[Contour labeling entries]
»»

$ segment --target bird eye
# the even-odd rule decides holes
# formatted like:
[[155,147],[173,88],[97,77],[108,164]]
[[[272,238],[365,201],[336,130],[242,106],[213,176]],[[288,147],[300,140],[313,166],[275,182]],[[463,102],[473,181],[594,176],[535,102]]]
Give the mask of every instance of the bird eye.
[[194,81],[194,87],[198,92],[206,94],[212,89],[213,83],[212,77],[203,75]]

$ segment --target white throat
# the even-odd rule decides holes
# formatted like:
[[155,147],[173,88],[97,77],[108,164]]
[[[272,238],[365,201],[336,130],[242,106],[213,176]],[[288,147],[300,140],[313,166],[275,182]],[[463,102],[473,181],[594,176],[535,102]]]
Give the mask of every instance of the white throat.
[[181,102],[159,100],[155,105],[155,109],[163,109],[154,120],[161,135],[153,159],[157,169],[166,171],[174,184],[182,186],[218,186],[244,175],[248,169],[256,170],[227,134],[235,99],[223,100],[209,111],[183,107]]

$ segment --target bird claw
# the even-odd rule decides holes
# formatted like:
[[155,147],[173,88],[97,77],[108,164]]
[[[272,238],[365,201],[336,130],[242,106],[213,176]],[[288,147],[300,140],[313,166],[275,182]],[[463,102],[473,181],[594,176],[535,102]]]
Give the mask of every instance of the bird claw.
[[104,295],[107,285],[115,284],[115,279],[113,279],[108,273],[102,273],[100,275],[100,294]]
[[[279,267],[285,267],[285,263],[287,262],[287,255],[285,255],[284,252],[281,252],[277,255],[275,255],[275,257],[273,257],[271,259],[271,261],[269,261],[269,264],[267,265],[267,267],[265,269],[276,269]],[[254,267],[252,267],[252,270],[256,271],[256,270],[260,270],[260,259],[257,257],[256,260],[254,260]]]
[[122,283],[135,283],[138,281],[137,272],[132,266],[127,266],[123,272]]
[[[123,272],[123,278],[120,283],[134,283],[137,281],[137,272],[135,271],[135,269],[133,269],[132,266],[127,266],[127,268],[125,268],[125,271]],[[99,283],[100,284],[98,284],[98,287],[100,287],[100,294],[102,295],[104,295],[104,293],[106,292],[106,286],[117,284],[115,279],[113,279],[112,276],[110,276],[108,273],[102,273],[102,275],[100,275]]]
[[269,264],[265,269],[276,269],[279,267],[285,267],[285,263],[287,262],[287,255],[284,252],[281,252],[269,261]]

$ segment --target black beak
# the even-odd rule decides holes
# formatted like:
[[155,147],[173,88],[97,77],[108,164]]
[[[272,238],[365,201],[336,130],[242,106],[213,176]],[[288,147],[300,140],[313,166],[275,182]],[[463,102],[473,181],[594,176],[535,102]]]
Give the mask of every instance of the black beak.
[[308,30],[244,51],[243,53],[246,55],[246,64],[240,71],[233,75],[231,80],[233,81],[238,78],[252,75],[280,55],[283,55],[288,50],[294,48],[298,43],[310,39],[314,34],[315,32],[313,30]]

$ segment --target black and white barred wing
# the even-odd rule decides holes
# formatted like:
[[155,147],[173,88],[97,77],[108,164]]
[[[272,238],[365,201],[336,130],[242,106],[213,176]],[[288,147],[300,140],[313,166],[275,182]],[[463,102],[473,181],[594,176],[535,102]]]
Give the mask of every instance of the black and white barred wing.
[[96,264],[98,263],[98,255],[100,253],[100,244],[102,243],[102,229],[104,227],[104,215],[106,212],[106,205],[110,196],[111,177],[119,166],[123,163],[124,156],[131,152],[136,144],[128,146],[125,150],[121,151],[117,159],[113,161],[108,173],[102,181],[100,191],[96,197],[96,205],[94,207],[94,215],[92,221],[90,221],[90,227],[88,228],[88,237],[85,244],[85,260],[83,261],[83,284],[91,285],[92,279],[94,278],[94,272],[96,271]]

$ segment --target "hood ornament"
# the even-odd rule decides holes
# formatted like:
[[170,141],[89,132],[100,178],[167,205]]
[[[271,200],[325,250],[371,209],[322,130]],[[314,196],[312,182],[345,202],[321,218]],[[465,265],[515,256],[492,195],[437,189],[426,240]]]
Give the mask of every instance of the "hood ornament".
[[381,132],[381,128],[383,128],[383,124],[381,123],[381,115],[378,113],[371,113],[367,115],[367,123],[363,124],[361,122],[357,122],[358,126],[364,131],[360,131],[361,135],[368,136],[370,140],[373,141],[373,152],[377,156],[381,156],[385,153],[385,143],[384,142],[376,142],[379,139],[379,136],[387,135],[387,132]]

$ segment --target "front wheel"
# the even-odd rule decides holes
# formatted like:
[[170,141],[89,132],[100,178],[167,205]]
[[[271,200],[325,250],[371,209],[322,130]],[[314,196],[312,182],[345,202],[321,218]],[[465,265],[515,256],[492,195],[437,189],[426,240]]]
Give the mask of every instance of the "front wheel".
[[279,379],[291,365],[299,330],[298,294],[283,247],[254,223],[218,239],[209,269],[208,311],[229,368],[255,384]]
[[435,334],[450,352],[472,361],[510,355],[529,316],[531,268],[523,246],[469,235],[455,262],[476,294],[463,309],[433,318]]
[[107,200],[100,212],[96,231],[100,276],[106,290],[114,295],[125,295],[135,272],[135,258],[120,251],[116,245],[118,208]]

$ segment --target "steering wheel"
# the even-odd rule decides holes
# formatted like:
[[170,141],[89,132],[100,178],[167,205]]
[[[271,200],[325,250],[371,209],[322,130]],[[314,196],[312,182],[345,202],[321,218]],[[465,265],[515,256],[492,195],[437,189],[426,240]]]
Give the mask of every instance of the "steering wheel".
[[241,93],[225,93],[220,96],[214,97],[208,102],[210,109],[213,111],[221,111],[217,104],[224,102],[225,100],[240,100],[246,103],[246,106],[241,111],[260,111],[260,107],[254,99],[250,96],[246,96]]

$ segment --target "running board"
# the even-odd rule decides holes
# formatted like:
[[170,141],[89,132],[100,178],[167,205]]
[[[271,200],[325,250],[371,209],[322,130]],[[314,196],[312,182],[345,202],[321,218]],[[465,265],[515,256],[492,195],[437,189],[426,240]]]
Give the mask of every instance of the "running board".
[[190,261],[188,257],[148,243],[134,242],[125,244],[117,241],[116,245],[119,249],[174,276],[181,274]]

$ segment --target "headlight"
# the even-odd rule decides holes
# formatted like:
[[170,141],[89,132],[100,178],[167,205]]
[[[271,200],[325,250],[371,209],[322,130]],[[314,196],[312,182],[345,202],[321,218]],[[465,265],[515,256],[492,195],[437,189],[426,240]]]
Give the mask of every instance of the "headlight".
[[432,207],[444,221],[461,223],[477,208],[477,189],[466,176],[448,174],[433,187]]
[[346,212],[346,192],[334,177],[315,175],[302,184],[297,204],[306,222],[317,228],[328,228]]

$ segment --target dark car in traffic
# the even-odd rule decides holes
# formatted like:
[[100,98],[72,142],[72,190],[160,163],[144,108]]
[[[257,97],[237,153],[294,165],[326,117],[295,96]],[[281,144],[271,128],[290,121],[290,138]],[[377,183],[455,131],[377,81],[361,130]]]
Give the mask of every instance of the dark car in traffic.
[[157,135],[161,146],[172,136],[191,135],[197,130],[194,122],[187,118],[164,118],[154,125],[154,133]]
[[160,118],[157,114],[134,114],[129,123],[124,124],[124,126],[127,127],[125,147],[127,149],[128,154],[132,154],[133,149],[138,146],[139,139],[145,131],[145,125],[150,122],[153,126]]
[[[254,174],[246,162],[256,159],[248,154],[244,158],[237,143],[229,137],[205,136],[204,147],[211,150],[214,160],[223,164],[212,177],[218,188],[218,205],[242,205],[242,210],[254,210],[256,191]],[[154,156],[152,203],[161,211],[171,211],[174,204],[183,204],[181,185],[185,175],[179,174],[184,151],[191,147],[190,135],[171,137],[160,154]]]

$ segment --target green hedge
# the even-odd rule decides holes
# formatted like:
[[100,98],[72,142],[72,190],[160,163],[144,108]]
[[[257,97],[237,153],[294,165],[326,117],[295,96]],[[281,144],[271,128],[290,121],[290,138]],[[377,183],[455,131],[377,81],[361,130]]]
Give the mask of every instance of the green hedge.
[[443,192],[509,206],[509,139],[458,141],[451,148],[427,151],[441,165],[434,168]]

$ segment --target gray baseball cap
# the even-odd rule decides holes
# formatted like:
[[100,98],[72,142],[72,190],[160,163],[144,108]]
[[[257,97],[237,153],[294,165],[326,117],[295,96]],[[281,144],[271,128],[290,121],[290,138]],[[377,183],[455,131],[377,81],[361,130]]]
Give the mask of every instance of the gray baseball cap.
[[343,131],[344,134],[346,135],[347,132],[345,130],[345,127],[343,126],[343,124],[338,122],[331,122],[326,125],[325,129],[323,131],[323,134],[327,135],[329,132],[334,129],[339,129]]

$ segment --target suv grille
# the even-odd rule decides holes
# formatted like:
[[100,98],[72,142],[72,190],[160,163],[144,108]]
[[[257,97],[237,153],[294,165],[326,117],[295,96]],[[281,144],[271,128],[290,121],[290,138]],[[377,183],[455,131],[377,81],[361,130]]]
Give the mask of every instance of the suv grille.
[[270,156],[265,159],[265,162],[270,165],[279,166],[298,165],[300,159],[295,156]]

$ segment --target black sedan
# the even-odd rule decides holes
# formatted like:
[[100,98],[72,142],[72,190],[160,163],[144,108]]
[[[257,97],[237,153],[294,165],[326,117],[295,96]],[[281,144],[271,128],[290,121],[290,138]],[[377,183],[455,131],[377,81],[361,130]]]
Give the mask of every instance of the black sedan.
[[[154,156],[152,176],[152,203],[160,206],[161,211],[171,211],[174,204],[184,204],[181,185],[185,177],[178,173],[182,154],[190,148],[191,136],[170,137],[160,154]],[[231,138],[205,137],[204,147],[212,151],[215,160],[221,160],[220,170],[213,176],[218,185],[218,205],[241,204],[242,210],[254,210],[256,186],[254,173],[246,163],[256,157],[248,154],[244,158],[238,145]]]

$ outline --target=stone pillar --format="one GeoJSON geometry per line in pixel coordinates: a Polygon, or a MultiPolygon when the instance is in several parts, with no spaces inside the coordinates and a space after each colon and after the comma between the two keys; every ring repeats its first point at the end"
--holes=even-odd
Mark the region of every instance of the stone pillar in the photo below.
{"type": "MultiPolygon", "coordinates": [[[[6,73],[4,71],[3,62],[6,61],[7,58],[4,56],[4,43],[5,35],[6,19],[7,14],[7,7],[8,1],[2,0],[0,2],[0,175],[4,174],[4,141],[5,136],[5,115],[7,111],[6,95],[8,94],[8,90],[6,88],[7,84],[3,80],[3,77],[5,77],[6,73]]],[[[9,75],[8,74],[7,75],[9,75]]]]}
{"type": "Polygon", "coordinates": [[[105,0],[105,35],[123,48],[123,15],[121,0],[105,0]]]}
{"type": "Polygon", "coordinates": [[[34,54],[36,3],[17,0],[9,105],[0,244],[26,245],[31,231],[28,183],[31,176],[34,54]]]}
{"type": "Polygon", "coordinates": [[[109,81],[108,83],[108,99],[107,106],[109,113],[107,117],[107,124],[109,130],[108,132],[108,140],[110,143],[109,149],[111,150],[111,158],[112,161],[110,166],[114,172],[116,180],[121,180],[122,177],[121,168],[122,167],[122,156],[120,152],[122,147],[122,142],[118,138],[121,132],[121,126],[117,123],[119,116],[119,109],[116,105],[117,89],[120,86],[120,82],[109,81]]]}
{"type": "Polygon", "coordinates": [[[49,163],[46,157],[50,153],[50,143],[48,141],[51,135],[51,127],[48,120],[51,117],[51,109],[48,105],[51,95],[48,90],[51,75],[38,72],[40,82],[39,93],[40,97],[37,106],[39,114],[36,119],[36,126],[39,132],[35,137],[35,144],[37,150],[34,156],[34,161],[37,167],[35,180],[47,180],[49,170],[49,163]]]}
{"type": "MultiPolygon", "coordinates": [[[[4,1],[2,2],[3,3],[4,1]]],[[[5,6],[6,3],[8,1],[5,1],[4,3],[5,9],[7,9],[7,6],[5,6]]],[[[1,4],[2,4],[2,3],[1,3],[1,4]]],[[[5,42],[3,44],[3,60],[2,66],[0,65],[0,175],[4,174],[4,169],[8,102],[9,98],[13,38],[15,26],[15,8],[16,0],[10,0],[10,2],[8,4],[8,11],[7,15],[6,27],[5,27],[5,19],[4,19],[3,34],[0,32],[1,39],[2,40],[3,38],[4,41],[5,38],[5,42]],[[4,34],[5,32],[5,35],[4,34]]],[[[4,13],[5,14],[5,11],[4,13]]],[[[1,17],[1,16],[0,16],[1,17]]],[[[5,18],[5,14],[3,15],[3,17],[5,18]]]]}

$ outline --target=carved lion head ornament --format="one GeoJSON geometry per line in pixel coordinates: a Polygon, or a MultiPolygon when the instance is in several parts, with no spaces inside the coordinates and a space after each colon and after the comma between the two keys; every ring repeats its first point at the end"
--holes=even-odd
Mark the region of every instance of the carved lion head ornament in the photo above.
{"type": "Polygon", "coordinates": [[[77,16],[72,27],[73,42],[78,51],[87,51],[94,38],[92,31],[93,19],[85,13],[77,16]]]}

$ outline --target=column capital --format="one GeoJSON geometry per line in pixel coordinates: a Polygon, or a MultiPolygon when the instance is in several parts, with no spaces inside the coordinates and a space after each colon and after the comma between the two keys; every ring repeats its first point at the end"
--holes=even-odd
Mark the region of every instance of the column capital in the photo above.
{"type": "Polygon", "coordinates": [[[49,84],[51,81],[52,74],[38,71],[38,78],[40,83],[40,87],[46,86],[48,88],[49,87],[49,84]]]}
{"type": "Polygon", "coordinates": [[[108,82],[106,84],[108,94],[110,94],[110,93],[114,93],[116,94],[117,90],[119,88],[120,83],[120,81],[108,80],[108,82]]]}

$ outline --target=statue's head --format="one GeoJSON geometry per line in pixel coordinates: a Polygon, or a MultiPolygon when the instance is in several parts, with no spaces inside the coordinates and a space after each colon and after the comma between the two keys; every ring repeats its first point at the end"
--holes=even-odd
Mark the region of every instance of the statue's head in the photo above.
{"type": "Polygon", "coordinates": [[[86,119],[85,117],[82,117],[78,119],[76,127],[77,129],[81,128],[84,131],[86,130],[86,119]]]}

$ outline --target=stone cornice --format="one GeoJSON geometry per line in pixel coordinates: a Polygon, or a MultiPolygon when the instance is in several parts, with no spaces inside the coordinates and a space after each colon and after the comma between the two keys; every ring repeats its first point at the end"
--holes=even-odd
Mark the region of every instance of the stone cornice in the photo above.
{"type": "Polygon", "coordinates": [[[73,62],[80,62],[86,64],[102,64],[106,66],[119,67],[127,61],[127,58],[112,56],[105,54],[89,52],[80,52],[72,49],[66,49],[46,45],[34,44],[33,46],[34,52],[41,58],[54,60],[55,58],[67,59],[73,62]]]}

««

__AIM__. How many lines of the material above contain the string "statue", with case counting? Give only the number.

__ANSWER FOR THIS EXERCISE__. 2